_GIVEN PROBLEM:_ Quote the records verbatim, starting at the line that contains "Q: Identify the building" and stopping after the line that contains "(1034, 208)".

_PROVIDED RECORDS:_
⟨
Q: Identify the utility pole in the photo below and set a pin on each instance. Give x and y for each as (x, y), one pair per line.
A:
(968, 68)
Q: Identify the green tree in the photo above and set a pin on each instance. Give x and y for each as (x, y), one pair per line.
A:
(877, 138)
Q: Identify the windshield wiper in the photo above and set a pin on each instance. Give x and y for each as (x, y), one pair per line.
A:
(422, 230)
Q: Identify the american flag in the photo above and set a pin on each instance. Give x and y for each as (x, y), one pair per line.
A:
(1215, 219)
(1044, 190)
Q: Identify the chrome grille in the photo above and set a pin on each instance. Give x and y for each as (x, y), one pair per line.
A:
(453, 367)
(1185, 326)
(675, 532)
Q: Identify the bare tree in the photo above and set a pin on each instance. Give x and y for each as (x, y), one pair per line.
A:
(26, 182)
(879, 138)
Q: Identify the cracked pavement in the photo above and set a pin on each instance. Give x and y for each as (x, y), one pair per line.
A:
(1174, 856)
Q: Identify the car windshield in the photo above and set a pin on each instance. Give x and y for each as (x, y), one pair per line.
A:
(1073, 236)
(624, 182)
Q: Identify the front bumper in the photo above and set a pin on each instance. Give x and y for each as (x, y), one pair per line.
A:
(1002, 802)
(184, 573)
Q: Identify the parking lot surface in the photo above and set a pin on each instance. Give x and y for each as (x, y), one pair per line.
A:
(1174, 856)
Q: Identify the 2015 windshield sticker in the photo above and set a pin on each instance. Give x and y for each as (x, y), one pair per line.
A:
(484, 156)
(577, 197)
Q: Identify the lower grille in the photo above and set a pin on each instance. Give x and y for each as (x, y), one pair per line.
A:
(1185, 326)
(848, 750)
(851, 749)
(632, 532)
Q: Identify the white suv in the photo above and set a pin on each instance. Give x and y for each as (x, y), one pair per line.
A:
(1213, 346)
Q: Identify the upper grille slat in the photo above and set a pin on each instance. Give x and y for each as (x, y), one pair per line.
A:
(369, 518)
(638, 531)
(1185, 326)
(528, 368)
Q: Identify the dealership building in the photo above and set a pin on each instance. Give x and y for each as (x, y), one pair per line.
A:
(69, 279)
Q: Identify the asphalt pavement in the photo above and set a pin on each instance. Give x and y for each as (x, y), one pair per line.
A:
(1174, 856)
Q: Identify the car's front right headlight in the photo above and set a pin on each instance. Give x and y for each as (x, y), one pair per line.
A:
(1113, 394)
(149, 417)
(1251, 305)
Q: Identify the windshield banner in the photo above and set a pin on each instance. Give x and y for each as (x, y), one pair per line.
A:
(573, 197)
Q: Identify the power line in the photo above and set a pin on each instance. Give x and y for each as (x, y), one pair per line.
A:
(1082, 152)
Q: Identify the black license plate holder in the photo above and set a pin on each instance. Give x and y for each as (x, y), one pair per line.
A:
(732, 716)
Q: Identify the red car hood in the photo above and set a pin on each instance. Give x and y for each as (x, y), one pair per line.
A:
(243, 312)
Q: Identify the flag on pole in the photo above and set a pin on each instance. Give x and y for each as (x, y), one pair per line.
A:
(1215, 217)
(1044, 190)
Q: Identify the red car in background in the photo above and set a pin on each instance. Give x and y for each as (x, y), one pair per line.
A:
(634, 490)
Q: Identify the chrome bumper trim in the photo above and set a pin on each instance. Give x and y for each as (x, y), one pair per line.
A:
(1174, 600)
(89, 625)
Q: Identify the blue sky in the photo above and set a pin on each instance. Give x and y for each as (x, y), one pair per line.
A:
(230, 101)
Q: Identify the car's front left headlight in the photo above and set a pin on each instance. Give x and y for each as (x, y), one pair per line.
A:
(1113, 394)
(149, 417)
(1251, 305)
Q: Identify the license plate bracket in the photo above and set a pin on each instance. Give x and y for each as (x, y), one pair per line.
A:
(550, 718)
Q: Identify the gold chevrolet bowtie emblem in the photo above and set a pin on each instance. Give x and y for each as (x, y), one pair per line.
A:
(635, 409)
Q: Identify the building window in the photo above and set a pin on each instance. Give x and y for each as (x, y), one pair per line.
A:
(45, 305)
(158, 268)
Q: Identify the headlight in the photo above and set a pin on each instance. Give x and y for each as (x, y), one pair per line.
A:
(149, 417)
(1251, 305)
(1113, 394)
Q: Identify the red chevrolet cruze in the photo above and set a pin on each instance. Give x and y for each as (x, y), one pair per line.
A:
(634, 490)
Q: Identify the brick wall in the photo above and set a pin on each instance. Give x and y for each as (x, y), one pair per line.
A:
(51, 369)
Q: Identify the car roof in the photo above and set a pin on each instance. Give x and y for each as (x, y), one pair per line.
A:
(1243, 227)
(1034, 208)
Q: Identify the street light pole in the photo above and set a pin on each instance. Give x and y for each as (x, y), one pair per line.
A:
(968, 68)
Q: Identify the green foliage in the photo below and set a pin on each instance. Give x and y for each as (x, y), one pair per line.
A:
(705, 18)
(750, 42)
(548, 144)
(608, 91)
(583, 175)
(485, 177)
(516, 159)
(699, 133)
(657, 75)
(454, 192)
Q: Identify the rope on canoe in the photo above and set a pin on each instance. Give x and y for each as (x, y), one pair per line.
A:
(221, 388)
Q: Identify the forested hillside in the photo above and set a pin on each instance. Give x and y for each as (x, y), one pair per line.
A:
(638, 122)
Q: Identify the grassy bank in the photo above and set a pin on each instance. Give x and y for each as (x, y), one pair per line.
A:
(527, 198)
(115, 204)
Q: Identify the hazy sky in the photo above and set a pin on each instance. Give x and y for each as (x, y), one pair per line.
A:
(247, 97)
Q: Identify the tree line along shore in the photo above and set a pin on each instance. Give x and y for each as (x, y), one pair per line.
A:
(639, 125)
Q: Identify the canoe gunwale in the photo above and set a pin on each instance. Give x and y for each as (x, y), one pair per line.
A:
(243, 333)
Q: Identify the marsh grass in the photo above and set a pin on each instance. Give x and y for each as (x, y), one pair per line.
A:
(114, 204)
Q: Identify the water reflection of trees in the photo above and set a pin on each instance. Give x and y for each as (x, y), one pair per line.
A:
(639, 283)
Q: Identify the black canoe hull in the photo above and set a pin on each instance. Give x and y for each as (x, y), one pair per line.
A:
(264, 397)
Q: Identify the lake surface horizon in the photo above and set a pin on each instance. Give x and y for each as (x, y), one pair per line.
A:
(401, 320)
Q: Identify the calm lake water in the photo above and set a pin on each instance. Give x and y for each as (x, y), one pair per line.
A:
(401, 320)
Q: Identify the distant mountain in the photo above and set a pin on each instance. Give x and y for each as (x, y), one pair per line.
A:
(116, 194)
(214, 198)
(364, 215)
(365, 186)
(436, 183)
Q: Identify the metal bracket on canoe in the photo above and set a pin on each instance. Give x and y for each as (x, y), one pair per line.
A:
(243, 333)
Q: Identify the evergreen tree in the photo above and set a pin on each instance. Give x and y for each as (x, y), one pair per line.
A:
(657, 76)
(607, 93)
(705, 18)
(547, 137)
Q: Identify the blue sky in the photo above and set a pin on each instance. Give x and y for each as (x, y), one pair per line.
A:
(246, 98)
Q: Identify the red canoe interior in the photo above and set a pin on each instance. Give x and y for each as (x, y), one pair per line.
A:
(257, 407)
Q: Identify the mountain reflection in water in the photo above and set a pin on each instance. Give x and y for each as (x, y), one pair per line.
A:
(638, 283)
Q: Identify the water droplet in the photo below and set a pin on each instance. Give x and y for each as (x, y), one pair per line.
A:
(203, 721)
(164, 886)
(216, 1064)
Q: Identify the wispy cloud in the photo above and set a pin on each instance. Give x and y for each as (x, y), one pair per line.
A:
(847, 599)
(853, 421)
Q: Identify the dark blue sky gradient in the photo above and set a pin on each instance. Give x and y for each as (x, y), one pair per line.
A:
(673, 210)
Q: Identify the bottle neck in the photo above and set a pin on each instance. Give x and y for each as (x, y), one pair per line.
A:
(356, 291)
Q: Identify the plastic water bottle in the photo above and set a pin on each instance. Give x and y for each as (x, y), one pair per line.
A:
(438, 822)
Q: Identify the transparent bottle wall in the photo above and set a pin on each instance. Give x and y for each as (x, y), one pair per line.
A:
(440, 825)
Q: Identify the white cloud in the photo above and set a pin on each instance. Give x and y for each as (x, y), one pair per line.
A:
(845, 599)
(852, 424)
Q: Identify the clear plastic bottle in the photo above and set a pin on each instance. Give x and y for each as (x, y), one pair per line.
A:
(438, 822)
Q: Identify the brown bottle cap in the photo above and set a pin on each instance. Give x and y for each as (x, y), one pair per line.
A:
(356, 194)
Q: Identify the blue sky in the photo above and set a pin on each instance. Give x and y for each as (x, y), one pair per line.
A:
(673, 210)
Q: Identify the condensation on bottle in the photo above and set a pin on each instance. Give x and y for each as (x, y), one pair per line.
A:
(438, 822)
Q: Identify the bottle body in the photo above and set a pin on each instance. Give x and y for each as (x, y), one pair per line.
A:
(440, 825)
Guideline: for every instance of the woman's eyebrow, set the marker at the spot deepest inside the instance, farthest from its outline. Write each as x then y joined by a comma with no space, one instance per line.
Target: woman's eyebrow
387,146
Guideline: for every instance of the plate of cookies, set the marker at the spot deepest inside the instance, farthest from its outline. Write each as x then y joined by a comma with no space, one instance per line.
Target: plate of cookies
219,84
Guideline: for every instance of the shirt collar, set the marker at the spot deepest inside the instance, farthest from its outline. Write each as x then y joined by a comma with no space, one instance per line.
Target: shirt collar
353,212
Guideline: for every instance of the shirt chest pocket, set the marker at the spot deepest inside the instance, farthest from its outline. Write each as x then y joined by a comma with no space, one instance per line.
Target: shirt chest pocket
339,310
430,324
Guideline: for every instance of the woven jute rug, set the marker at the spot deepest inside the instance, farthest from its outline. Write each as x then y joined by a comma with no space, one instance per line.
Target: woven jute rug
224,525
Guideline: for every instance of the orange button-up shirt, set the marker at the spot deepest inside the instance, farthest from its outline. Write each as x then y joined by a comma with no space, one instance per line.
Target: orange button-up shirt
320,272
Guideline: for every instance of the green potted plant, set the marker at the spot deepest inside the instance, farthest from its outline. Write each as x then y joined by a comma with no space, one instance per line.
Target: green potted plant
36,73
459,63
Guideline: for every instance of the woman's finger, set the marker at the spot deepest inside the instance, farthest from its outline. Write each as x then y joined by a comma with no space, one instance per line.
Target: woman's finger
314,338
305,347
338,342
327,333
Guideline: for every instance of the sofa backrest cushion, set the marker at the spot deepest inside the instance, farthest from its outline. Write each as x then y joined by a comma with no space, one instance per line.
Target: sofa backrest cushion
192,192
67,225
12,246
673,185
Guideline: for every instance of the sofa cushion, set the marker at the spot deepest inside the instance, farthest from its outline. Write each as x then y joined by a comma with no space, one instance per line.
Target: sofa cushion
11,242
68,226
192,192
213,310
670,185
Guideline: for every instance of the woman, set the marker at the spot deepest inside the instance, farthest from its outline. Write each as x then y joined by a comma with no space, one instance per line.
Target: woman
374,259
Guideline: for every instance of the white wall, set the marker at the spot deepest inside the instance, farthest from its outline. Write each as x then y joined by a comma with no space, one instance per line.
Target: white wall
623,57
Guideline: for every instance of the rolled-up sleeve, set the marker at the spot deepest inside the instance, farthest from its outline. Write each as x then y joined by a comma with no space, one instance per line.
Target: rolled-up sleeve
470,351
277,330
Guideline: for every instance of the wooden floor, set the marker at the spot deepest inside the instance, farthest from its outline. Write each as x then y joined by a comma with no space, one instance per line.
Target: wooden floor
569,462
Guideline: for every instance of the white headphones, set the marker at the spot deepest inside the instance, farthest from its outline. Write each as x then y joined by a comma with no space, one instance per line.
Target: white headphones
⟩
_FINAL RESULT:_
Q: Identify the building window in the photo above and set a pin on each instance. Give x and y for each as (x, y), one pair per line.
A:
(45, 305)
(158, 268)
Q: Identify the headlight in the photo above and set a pin on each instance. Give x and y for each as (x, y), one pair per line.
A:
(149, 417)
(1251, 305)
(1113, 394)
Q: Identify the red chevrolet cruze in the photo above and set a pin on each instance. Give x and y for each as (x, y), one pair per line.
A:
(634, 490)
Q: Identify the brick wall in the photo above and set a pin on each instance. Give x and y for each as (x, y), one pair per line.
A:
(51, 369)
Q: Identify the car roof in the photo above and set a pin on each instance. Give x and y for each as (x, y), one pair per line.
A:
(1243, 227)
(1034, 208)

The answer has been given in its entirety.